Fora do colonialismo, perpetuava-se a colonialidade das relações muito bem incorporada pelo Instituto. Sob o estandarte de ciência não subjetiva à realidade vigente, o conhecimento produzido se elevava ao status de produção da verdade. Esse lugar privilegiado de enunciação corroborou para a manutenção de toda uma estrutura social permeada de colonialidades, promovendo o silenciamento de vozes e manifestações culturais de outros estratos da sociedade. Somente os integrantes do Instituto teriam o poder de falar sobre o pouco conhecido e enevoado passado cearense. Seus membros se muniam de autoridade: por eles começava a ser escrita a verdadeira história do Ceará. Para um lugar privilegiado de enunciação, membros beneficiados pela colonialidade das relações. As mais variadas manifestações da ação civilizadora em curso transparecem a colonialidade pautando as relações sociais. O próprio nacionalismo, ainda que apregoado como reação a uma ação colonial, na História do Ceará, assim como em boa parte dos nacionalismos nos países colonizados, manifestou-se como um tipo de colonialidade interna (Chatterjee, 1986, apud Sousa Santos, 2008). Colonialidade interna que, segundo Boaventura do Sousa Santos (2008), em decorrência da especificidade do colonialismo português, manifestou-se muito mais intensa nas colônias portuguesas, incluindo-se o Brasil. O Instituto Histórico do Ceará buscou, prioritariamente, contribuir para o conhecimento das origens da província e do povoamento; descobrir a genealogia das fronteiras e as particularidades que singularizam a nacionalidade cearense. Toda essa busca para encontrar o lugar de distinção do Ceará frente às outras regiões do Brasil forneceu condições para a construção de um ideal patriótico que fazia do Ceará uma comunidade imaginária. Esses laços de identificação entre passado-presente, entre povo e história, entre pátria e nação foram uma das primeiras formulações ideológicas sedimentadas pela produção do Instituto Histórico do Ceará. É o que chamaremos aqui da ideia de Pátria Cearense. (Oliveira, 2001) A adoção do discurso nacionalista respondia a uma demanda social imediata: a legitimação do território da pátria Ceará por meio do discurso histórico e da criação de um tipo cearense. Diante das questões fronteiriças do Ceará entre o Piauí e o Rio Grande do Norte, essa demanda se fazia cada vez mais urgente. E assim o Ceará

encontrava o seu lugar, principalmente o territorial, diante da nação brasileira: forjando uma identidade local e apelando para a memória desvendada pelos historiadores do Instituto como a evidência dessa construção.

__Instruções das tarefas__.
a – Altere o trecho sobre o Instituto Histórico do Ceará. Comece nas palavras "encontrava o seu", pare depois de "evidência dessa construção." e troque "identidade local" por "identidade regional".
b – Reúna cada linha das entradas que contenha a palavra "face", levando em conta a diferença entre maiúsculas e minúsculas.

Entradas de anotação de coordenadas
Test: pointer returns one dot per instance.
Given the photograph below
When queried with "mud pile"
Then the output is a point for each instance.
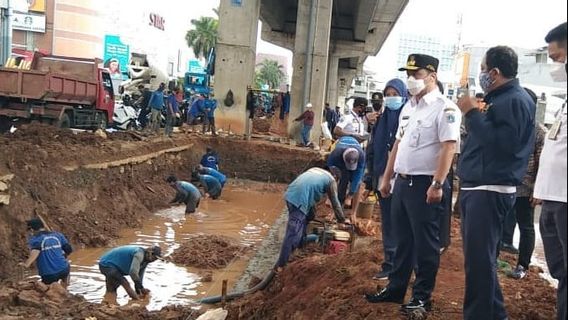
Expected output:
(208, 252)
(35, 300)
(317, 286)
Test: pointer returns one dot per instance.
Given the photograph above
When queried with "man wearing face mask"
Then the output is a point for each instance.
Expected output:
(550, 184)
(354, 124)
(384, 137)
(493, 162)
(429, 128)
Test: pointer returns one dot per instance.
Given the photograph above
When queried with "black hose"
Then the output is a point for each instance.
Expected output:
(232, 296)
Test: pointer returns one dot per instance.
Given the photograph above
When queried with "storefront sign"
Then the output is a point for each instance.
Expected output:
(157, 21)
(28, 22)
(116, 57)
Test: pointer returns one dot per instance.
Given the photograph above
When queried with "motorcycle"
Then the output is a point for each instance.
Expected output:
(125, 115)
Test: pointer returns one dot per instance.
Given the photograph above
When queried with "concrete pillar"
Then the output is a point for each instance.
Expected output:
(333, 81)
(319, 48)
(235, 62)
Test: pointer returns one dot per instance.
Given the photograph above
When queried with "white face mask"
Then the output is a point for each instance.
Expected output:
(558, 72)
(415, 86)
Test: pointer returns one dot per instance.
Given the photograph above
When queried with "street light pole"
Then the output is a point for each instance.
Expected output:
(6, 29)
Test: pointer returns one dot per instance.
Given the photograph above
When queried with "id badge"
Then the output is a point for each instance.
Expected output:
(414, 139)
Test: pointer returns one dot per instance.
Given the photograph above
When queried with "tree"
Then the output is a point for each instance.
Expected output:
(270, 73)
(203, 36)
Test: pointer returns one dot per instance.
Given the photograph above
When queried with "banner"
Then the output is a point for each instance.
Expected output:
(36, 5)
(116, 57)
(28, 22)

__Problemas resolvidos__.
a –
encontrava o seu lugar, principalmente o territorial, diante da nação brasileira: forjando uma identidade regional e apelando para a memória desvendada pelos historiadores do Instituto como a evidência dessa construção.

b –
When queried with "man wearing face mask"
When queried with "white face mask"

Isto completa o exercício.